> _Document text_:
▬▬▬▬▬▬▬▬▬▬

Case ID: md_278/html/0514-01.html
Source: Caselaw Access Project
Author: {"author": "Levine, J.,", "license": "Public Domain", "url": "https://static.case.law/"}
Date Created: 2024-08-24T03:29:51.129683

HENDERSON v. MARYLAND NATIONAL BANK
    [No. 32,
    September Term, 1976.]
    
      Decided November 26,1976.
    
    
      The cause was argued before Murphy, C. J., and Singley, Smith, Levine and Eldridge, JJ.
    
      D. Warren Donohue, with whom were Trimm, Donohue, McDanald, Willis & McGuckian on the brief, for appellant.
    
      James P. Salmon, with whom were Sasscer, Clagett, Channing & Bucher on the brief, for appellee.
   Levine, J.,

delivered the opinion of the Court.

▬▬▬▬▬▬▬▬▬▬

> _Short problem A_:
From the Henderson v. Maryland National Bank case text, extract the stretch from "The cause was" through "of the Court.".
> _Short problem B_:
Continue the Henderson v. Maryland National Bank opinion from its last sentence.
The records play no part in this work.

> _Stored rows_:

▬▬▬▬▬▬▬▬▬▬

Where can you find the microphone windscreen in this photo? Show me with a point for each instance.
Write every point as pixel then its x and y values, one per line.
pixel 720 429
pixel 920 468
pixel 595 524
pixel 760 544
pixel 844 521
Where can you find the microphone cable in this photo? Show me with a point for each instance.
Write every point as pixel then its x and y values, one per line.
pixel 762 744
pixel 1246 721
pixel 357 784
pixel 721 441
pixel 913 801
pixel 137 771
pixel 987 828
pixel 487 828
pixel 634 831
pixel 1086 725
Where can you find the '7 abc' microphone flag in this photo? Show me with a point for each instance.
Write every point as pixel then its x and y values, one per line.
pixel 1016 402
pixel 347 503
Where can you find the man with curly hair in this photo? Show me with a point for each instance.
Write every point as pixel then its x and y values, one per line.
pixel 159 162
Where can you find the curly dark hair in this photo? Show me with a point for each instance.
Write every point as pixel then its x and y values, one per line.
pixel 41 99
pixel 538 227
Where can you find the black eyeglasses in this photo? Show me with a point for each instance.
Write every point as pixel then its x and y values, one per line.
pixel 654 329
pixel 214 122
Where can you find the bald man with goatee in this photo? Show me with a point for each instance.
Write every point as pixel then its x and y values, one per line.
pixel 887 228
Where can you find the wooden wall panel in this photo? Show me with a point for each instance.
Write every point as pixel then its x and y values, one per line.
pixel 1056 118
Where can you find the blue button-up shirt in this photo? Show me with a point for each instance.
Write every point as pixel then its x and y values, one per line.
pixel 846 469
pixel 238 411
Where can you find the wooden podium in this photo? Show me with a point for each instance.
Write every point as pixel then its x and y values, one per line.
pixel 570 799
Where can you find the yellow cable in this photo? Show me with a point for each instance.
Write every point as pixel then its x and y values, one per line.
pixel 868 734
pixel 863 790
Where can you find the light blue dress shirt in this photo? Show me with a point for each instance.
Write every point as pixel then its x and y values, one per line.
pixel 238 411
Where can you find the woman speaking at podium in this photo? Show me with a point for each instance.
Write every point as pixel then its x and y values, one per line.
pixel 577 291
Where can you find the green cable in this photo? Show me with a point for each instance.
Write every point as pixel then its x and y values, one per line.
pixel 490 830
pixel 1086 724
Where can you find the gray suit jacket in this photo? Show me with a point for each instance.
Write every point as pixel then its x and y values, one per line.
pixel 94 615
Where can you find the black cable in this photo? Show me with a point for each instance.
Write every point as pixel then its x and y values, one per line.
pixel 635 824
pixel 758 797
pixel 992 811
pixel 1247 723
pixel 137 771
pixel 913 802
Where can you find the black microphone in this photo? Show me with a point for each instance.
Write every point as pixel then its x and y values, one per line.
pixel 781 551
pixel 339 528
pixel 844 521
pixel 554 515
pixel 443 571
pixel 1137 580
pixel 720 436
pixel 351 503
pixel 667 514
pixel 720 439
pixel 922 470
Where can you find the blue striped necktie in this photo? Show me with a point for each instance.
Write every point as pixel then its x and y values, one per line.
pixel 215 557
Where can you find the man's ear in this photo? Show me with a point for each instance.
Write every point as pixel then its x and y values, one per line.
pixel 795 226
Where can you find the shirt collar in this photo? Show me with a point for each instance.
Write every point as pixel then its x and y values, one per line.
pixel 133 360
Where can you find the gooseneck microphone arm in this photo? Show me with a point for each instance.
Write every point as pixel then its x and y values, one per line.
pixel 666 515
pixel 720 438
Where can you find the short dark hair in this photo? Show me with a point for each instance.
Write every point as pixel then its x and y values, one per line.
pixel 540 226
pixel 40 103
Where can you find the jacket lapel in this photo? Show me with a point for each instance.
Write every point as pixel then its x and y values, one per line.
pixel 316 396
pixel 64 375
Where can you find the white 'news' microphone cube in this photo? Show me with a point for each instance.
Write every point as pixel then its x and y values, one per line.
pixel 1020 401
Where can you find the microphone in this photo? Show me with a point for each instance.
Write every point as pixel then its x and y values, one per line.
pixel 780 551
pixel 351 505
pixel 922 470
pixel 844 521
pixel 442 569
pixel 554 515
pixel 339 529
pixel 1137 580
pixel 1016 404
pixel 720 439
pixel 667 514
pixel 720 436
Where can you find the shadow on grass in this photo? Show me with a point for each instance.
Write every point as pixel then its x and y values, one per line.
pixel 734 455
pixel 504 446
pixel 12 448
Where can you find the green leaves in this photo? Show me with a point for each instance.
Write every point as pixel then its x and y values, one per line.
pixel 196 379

▬▬▬▬▬▬▬▬▬▬

> _Output A_:
The cause was argued before Murphy, C. J., and Singley, Smith, Levine and Eldridge, JJ.
    
      D. Warren Donohue, with whom were Trimm, Donohue, McDanald, Willis & McGuckian on the brief, for appellant.
    
      James P. Salmon, with whom were Sasscer, Clagett, Channing & Bucher on the brief, for appellee.
   Levine, J.,

delivered the opinion of the Court.

> _Output B_:
The single question presented here is whether appellant was entitled to recover punitive damages in an action for conversion stemming from the wrongful repossession of his automobile. In the Circuit Court for Prince George’s County, the trial judge (Powers, C. J.) ruled that there was sufficient evidence to submit the punitive damage issue to the jury, which returned a verdict of $5,000. The Court of Special Appeals reversed in an unreported opinion, Maryland National Bank v. Ernest Henderson, Jr., [No. 407, September Term, 1975, decided March 17, 1976], holding there was insufficient evidence of actual malice to support the claim for punitive damages. We then granted certiorari, and since we are of the opinion that the question was properly submitted to the jury, we shall reverse.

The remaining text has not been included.